** Start of Records for this exercise **

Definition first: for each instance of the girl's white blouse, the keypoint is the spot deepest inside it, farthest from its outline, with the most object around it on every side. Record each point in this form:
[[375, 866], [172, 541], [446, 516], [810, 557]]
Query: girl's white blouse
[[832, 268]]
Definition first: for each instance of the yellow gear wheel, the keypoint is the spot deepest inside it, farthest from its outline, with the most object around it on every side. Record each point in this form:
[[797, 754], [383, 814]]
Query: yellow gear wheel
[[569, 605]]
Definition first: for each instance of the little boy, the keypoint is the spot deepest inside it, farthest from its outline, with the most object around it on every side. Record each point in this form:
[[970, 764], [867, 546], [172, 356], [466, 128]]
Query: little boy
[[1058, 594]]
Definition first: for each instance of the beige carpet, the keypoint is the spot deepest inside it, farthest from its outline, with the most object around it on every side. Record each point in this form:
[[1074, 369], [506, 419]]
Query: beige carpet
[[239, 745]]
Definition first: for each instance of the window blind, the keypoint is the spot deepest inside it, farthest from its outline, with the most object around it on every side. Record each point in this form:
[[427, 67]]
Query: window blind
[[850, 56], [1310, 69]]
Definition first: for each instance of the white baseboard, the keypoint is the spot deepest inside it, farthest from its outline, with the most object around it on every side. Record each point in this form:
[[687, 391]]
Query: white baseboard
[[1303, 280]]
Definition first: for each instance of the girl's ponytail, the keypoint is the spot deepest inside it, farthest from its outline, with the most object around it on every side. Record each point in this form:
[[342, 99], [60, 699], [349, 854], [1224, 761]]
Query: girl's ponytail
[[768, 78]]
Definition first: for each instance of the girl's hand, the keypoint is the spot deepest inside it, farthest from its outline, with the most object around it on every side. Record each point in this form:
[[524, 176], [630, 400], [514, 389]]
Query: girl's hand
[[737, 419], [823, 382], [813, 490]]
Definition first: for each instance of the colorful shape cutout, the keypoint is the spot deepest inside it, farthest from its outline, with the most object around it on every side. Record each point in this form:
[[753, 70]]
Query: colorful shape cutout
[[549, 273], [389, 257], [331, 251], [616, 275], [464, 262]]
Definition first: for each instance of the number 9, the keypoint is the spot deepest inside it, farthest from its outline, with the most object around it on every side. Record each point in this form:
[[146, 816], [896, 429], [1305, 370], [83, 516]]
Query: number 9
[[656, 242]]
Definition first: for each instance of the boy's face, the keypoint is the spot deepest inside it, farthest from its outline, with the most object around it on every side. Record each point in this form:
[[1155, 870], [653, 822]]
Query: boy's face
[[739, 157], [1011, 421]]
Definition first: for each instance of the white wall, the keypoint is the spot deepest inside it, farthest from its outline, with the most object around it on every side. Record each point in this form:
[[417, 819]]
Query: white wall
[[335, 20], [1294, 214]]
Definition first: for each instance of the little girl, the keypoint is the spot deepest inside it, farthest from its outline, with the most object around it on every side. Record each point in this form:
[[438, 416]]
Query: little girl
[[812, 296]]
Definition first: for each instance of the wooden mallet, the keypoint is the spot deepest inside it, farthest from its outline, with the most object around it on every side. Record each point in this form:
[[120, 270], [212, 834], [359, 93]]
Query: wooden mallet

** End of Records for this exercise **

- **Problem statement**: Copy the entries from the line containing "Definition first: for each instance of the white baseboard, the" through the line containing "[[739, 157], [1011, 421]]", substituting "Label" for every "Query" and changing nothing else.

- **Task solution**:
Definition first: for each instance of the white baseboard, the keypoint is the spot deepest inside it, farthest from its outline, with the most object around it on every side. Record each point in this form:
[[687, 391]]
Label: white baseboard
[[1303, 280]]
Definition first: for each instance of the girl's ponytail, the keypoint is the spot deepest inside it, farthest from its outline, with the most object around it on every side. Record each point in this form:
[[342, 99], [60, 699], [349, 854], [1224, 761]]
Label: girl's ponytail
[[768, 78]]
Definition first: for each instance of the girl's hand, the keypoint is the spot deepest inside it, farthest from its outline, with the most object around it on every side. Record each point in this form:
[[524, 176], [630, 400], [514, 389]]
Label: girl's hand
[[737, 419], [823, 382], [813, 490]]
Definition first: for each instance of the colorful shape cutout, the keypoint is the spot deepest inside it, farthest from its outline, with the most object around it on every side. Record each point in this form:
[[753, 70]]
Label: colorful shape cutout
[[549, 273], [389, 257], [331, 251], [616, 275], [464, 262]]
Definition first: for each instance of the number 9, the keypoint is the spot deepest inside it, farthest from its outline, with the most object around it on every side. Record each point in this form:
[[146, 816], [896, 429], [1305, 370], [83, 516]]
Label: number 9
[[656, 242]]
Definition first: for each instance of the boy's face, the keypoint is the spot deepest inside it, farthest from its outline, with the most object around it on every side. Record each point in this form:
[[1155, 870], [653, 822]]
Label: boy's face
[[739, 157], [1011, 421]]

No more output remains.